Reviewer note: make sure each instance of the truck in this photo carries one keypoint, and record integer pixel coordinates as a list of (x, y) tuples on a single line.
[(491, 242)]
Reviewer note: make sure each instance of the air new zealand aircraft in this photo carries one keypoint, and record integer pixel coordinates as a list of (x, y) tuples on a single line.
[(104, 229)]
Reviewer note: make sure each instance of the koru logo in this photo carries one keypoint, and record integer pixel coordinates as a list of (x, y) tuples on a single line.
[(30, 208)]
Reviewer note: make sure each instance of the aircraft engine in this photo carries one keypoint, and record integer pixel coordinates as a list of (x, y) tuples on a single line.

**Task details**. Rewrite every entry above, replacing each occurrence of "keypoint" with "marker" and leaving everything else unchanged.

**Response to this exercise**.
Reviewer note: make sure each instance of the truck in this photo carries one marker, and record integer pixel coordinates as a list of (x, y) tuples on a single line.
[(491, 242)]
Reviewer note: make sure each instance of the air new zealand aircraft in this photo carries one marker, and record integer pixel coordinates as a list of (x, y) tuples on a single line.
[(104, 229)]
Reviewer note: make sure each instance of the koru logo in this photo carries one marker, and record integer pixel coordinates as a list of (x, y) tuples on a single line.
[(30, 208)]
Reviewer note: make sure each instance of the aircraft engine in this photo carries one marker, and record integer pixel coordinates as a list of (x, y) tuples on a single line.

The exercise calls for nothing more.